[Stored items]

* * * * *

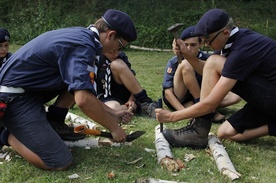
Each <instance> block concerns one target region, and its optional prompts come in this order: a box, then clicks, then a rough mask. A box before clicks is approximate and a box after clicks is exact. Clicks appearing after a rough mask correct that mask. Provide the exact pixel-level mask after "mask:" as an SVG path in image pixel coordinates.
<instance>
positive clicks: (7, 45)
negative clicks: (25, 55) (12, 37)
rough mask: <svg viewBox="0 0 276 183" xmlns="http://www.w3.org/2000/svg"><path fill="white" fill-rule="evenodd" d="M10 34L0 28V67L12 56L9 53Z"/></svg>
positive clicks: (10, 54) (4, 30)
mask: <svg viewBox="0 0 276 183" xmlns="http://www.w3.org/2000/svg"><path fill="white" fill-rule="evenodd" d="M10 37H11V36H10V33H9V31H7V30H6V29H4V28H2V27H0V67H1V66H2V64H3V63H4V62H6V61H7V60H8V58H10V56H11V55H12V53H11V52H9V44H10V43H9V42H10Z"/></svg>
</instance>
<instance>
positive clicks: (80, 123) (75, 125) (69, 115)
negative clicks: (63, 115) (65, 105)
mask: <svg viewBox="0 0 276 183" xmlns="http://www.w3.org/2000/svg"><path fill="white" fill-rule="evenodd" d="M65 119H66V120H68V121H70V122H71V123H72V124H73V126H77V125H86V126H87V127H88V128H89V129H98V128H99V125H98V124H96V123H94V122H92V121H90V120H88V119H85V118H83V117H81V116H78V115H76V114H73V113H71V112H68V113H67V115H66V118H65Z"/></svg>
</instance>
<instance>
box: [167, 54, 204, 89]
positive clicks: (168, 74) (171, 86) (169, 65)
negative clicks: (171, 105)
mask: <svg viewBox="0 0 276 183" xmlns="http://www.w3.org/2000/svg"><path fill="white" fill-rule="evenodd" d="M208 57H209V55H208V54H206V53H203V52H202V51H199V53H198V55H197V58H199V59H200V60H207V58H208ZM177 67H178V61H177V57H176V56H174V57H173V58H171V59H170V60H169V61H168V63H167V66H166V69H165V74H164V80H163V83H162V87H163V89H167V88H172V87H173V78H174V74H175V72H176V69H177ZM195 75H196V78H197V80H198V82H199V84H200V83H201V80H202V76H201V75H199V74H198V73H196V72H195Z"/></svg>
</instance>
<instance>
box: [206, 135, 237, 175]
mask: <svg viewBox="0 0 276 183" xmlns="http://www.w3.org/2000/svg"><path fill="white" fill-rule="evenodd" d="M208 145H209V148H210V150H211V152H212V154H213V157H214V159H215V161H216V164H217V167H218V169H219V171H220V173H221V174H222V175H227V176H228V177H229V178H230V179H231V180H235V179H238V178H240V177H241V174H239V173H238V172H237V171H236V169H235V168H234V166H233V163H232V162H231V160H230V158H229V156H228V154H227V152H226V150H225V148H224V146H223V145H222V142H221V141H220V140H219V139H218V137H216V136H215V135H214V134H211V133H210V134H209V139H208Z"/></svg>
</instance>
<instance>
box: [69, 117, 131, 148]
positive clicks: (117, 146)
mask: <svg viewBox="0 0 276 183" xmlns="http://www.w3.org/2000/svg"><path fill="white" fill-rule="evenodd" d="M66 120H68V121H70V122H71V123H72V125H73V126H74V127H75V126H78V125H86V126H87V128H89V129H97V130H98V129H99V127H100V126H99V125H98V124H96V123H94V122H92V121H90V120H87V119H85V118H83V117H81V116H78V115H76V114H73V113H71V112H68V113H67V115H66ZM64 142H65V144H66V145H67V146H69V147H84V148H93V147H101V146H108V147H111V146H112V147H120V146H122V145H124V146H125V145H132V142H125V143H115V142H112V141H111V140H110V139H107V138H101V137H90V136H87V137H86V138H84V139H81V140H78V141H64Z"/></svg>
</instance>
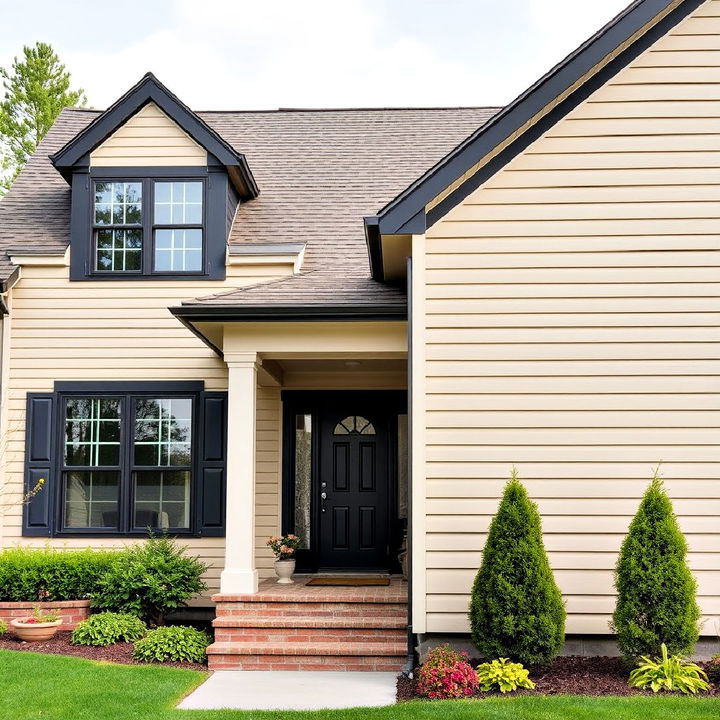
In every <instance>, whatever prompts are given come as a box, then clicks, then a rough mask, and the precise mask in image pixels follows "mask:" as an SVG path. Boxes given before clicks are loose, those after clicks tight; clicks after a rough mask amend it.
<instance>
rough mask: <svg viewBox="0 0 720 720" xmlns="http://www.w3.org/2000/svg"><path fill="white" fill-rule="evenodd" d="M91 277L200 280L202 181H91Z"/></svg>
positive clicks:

* * * * *

EXERCISE DIRECTIONS: Please put the lines above into a JSON list of strings, one string per line, skipping blank lines. Leave the pictures out of the list.

SOLUTION TO THIS EXERCISE:
[
  "Each <instance> block concerns one target region, and its optional prompts come in this order: a box, then clicks, then a rough mask. A box before clicks is approximate and a box after clicks is exact. Clicks appearing after a rough mask correct that mask. Provide the exact pixel-level mask after \"mask:\" as an SVG path in image pixel coordinates.",
  "<instance>",
  "positive clicks: (7, 45)",
  "negative clicks: (25, 55) (12, 37)",
  "rough mask: <svg viewBox=\"0 0 276 183\" xmlns=\"http://www.w3.org/2000/svg\"><path fill=\"white\" fill-rule=\"evenodd\" d=\"M10 34L0 28V67L12 56L9 53Z\"/></svg>",
  "positive clicks: (10, 54) (4, 30)",
  "mask: <svg viewBox=\"0 0 276 183\" xmlns=\"http://www.w3.org/2000/svg\"><path fill=\"white\" fill-rule=\"evenodd\" d=\"M10 37H11V36H10V33H9V31H7V30H6V29H4V28H2V27H0V67H1V66H2V64H3V63H4V62H6V61H7V60H8V58H10V56H11V55H12V53H11V52H9V44H10V43H9V42H10Z\"/></svg>",
  "</instance>",
  "<instance>",
  "positive clicks: (80, 123) (75, 125) (69, 115)",
  "negative clicks: (63, 115) (65, 105)",
  "mask: <svg viewBox=\"0 0 276 183\" xmlns=\"http://www.w3.org/2000/svg\"><path fill=\"white\" fill-rule=\"evenodd\" d=\"M65 119H66V120H68V121H70V122H71V123H72V124H73V126H77V125H86V126H87V127H88V128H89V129H98V128H99V125H98V124H96V123H94V122H92V121H90V120H88V119H85V118H83V117H81V116H78V115H76V114H73V113H71V112H68V113H67V115H66V118H65Z\"/></svg>",
  "</instance>",
  "<instance>",
  "box: [167, 54, 204, 89]",
  "positive clicks: (168, 74) (171, 86) (169, 65)",
  "negative clicks: (171, 105)",
  "mask: <svg viewBox=\"0 0 276 183\" xmlns=\"http://www.w3.org/2000/svg\"><path fill=\"white\" fill-rule=\"evenodd\" d=\"M208 57H209V55H208V54H206V53H203V52H202V51H199V53H198V55H197V58H199V59H200V60H207V58H208ZM177 67H178V61H177V57H176V56H174V57H173V58H171V59H170V60H169V61H168V63H167V66H166V69H165V74H164V80H163V83H162V87H163V89H167V88H172V87H173V78H174V74H175V72H176V69H177ZM195 75H196V78H197V80H198V82H199V84H200V83H201V80H202V76H201V75H199V74H198V73H196V72H195Z\"/></svg>",
  "</instance>",
  "<instance>",
  "box: [206, 135, 237, 175]",
  "mask: <svg viewBox=\"0 0 276 183\" xmlns=\"http://www.w3.org/2000/svg\"><path fill=\"white\" fill-rule=\"evenodd\" d=\"M208 145H209V148H210V150H211V152H212V154H213V157H214V159H215V161H216V164H217V167H218V169H219V171H220V173H221V174H222V175H227V176H228V177H229V178H230V179H231V180H235V179H238V178H240V177H241V174H239V173H238V172H237V171H236V169H235V168H234V166H233V163H232V162H231V160H230V158H229V156H228V154H227V152H226V150H225V148H224V146H223V145H222V142H221V141H220V140H219V139H218V137H216V136H215V135H214V134H211V133H210V134H209V139H208Z\"/></svg>",
  "</instance>",
  "<instance>",
  "box: [69, 117, 131, 148]",
  "positive clicks: (117, 146)",
  "mask: <svg viewBox=\"0 0 276 183\" xmlns=\"http://www.w3.org/2000/svg\"><path fill=\"white\" fill-rule=\"evenodd\" d=\"M66 120H68V121H70V122H71V123H72V125H73V126H74V127H75V126H78V125H86V126H87V128H89V129H97V130H98V129H99V127H100V126H99V125H98V124H96V123H94V122H92V121H90V120H87V119H85V118H83V117H81V116H78V115H76V114H73V113H71V112H68V113H67V115H66ZM64 142H65V144H66V145H67V146H69V147H84V148H93V147H101V146H108V147H111V146H112V147H120V146H122V145H124V146H125V145H132V142H125V143H115V142H112V141H111V140H110V139H107V138H101V137H90V136H87V137H86V138H84V139H81V140H78V141H64Z\"/></svg>",
  "</instance>",
  "In every <instance>, whatever prompts are given come as a box, then clicks, then a rough mask, and the precise mask in image pixels follows \"mask:\" as an SVG path. Boxes given before clicks are loose, those after clicks tight; clicks after a rough mask amend it.",
  "<instance>",
  "rough mask: <svg viewBox=\"0 0 720 720\" xmlns=\"http://www.w3.org/2000/svg\"><path fill=\"white\" fill-rule=\"evenodd\" d=\"M91 277L200 280L202 181H91Z\"/></svg>",
  "positive clicks:"
]